> Requisitos do exercício
Reescreva todas as linhas dos registros abaixo, inclusive os pedidos, multiplicando por 0,35 cada coordenada dos pontos das respostas e arredondando para o inteiro mais próximo, com as metades arredondadas para cima. Deixe as imagens de fora da resposta.

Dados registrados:
━━━━━━━━━━━━━━━━━━━━
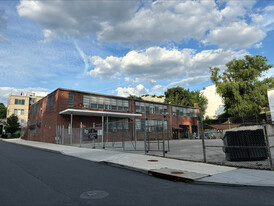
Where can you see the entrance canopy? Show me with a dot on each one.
(80, 112)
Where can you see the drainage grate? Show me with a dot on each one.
(94, 194)
(177, 173)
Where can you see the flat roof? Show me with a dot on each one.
(81, 112)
━━━━━━━━━━━━━━━━━━━━
> Resposta correta
Where can you see the entrance canopy? Show me with a dot on each one.
(28, 39)
Where can you see the drainage grate? Show me with a dot on each one.
(33, 68)
(62, 61)
Where can you see the flat roof? Show me with a dot on each one.
(28, 39)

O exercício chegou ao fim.